Em Cockeyd: Gems fron the memory of a nutty cameraman (1925), Alvin Kenechte, realizou neste filme de apenas três minutos experimentos de sobreposição de imagens através da subdivisão da tela de forma inteligente e divertida criando efeitos surreais como um homem comendo uma lâmpada incandescente, pessoas, edifícios, carros, aviões, trens desaparecendo e reaparecendo, entre as cenas intrigantes que apresentadas pelo autor, evidenciam através do insólito confundir, e questionar a sanidade do expectador.

“Anemic Cinema” (1926) 6 min. – Marcel Duchamp

O primeiro filme de Marcel Duchamp “Anemic Cinema” (1926), cujo título brinca com as letras da palavra cinema, põe em movimento esferas rotatórias ou rotoreliefs (discos em que Duchamp desenhou linhas e círculos concêntricos e excêntricos) que, ao girarem, provocam no espectador uma sensação estranha, como uma nova dimensão. Inscritas nos espirais, as letras vão formando frases indecifráveis, compondo um dos fenômenos visuais mais puros, sensíveis e fascinantes, em uma tentativa de se produzir filmes estereoscópicos.
----
Tarefa pedida A -
Com base no trecho selecionado, explique em uma a três frases por que as esferas de "Anemic Cinema" provocam uma sensação estranha no espectador.
Tarefa pedida B -
No trecho selecionado, reescreva a parte que começa com as palavras "Em Cockeyd: Gems" e termina com "sanidade do expectador.", substituindo "lâmpada incandescente" por "vela acesa".

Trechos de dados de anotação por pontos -
----
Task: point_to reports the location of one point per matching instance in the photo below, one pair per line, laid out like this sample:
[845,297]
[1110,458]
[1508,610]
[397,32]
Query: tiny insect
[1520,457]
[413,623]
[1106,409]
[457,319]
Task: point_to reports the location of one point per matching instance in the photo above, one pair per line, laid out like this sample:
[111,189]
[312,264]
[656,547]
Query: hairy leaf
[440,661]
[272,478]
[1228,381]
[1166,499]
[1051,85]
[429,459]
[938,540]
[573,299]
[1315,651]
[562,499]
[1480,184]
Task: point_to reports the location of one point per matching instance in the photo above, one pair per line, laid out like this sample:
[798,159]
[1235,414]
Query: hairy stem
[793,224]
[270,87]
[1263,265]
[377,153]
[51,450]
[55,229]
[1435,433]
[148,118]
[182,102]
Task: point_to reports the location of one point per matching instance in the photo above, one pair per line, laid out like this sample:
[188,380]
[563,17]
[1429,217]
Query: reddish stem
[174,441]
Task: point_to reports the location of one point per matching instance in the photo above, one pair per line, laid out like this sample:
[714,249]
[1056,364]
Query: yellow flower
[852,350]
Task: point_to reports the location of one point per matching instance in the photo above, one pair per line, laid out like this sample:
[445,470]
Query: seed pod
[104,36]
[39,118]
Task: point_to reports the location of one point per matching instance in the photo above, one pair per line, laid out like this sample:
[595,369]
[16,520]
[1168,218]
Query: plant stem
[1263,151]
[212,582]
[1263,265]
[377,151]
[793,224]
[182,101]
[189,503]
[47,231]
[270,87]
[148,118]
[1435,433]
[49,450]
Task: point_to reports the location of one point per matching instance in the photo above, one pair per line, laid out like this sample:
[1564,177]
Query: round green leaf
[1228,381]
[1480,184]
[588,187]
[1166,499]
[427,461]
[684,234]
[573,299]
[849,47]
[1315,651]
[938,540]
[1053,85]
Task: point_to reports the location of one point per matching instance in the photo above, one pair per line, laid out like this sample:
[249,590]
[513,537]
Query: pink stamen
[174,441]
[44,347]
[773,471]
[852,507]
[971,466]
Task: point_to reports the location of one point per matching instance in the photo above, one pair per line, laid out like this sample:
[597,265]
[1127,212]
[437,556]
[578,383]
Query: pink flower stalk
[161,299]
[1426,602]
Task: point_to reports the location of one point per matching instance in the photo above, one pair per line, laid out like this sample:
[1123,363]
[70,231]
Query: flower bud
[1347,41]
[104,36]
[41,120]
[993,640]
----
Resultado da tarefa A -
As esferas rotatórias, ou rotoreliefs, são discos em que Duchamp desenhou linhas e círculos concêntricos e excêntricos. Ao girarem, esses discos provocam no espectador uma sensação estranha, como uma nova dimensão.

Resultado da tarefa B -
Em Cockeyd: Gems fron the memory of a nutty cameraman (1925), Alvin Kenechte, realizou neste filme de apenas três minutos experimentos de sobreposição de imagens através da subdivisão da tela de forma inteligente e divertida criando efeitos surreais como um homem comendo uma vela acesa, pessoas, edifícios, carros, aviões, trens desaparecendo e reaparecendo, entre as cenas intrigantes que apresentadas pelo autor, evidenciam através do insólito confundir, e questionar a sanidade do expectador.